## Data excerpts

========

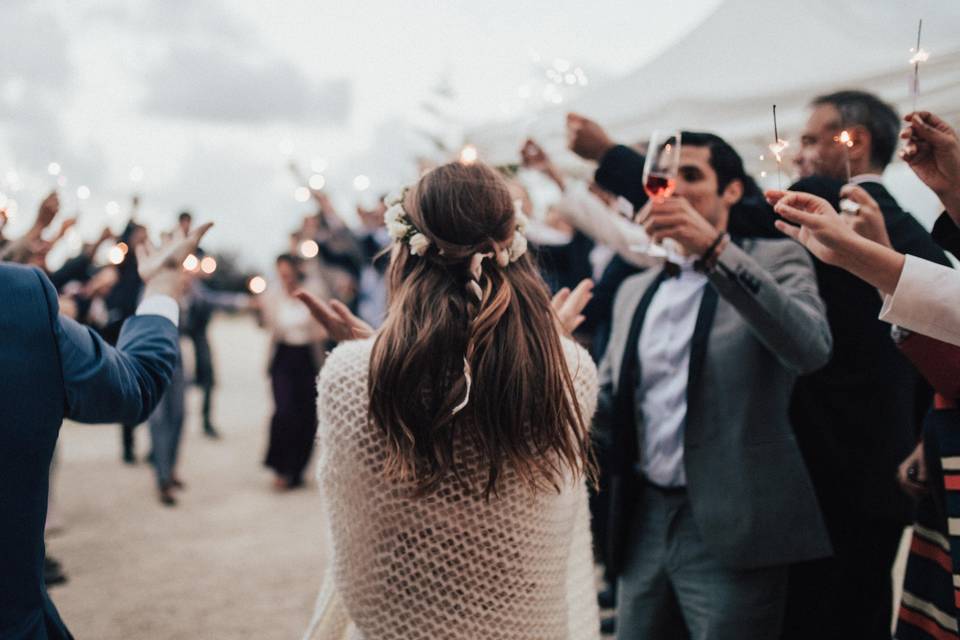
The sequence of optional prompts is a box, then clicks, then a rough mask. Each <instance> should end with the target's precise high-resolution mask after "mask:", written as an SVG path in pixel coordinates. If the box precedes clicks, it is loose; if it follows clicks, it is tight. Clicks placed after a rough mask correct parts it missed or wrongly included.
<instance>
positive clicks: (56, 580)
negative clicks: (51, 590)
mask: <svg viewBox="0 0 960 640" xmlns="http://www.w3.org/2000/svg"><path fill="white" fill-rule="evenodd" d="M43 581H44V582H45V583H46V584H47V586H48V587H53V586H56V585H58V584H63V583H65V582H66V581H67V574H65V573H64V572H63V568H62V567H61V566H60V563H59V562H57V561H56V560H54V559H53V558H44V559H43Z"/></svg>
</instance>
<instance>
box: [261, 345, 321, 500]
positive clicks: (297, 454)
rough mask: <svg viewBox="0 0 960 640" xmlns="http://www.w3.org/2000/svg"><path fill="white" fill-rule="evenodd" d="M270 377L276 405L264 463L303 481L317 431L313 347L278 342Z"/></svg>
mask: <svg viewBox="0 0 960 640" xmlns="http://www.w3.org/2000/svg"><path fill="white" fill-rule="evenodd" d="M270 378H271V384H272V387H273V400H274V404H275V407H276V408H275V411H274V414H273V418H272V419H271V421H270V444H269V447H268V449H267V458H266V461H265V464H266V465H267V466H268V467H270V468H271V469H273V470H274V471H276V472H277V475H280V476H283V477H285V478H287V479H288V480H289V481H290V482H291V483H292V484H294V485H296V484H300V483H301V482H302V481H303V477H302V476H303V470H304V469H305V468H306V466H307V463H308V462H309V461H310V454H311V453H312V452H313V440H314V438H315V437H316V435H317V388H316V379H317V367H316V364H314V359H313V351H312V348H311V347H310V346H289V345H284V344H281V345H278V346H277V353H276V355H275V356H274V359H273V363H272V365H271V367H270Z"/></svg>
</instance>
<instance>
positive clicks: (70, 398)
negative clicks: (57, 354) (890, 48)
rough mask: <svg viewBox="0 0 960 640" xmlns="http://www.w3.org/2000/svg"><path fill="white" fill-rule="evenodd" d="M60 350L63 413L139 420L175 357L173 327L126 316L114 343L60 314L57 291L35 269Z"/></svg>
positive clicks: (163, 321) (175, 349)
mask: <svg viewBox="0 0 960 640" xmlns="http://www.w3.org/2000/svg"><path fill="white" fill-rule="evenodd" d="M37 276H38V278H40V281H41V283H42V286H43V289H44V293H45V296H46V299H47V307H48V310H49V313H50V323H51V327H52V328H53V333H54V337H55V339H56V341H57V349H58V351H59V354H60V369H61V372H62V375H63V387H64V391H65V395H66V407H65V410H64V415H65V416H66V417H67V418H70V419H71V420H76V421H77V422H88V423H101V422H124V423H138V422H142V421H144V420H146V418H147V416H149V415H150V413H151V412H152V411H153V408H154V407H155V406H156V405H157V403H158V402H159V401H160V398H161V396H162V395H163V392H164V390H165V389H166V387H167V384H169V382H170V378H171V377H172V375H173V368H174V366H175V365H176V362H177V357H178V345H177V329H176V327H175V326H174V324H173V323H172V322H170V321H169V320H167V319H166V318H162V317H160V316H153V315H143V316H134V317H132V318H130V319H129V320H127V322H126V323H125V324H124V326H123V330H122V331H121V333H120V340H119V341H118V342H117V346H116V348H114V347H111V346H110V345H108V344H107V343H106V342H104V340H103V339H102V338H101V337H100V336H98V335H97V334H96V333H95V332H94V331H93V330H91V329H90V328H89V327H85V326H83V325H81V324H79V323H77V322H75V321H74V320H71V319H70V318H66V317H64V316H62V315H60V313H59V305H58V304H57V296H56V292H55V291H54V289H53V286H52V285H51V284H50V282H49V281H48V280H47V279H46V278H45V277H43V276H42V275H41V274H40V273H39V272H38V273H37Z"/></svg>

========

## Exercise
Copy out, word for word, the entries starting at the very beginning and ending at the line that contains "negative clicks: (51, 590)", including that line. Leave the pictures out of your answer.

## Response to this task
The sequence of optional prompts is a box, then clicks, then a rough mask. Each <instance> should end with the target's precise high-resolution mask after "mask:", written as an SVG path in pixel coordinates. If the box precedes clicks, it is loose; if it follows clicks, it is tight. Clicks placed after a rough mask correct parts it missed or wrongly included.
<instance>
positive clicks: (56, 580)
negative clicks: (51, 590)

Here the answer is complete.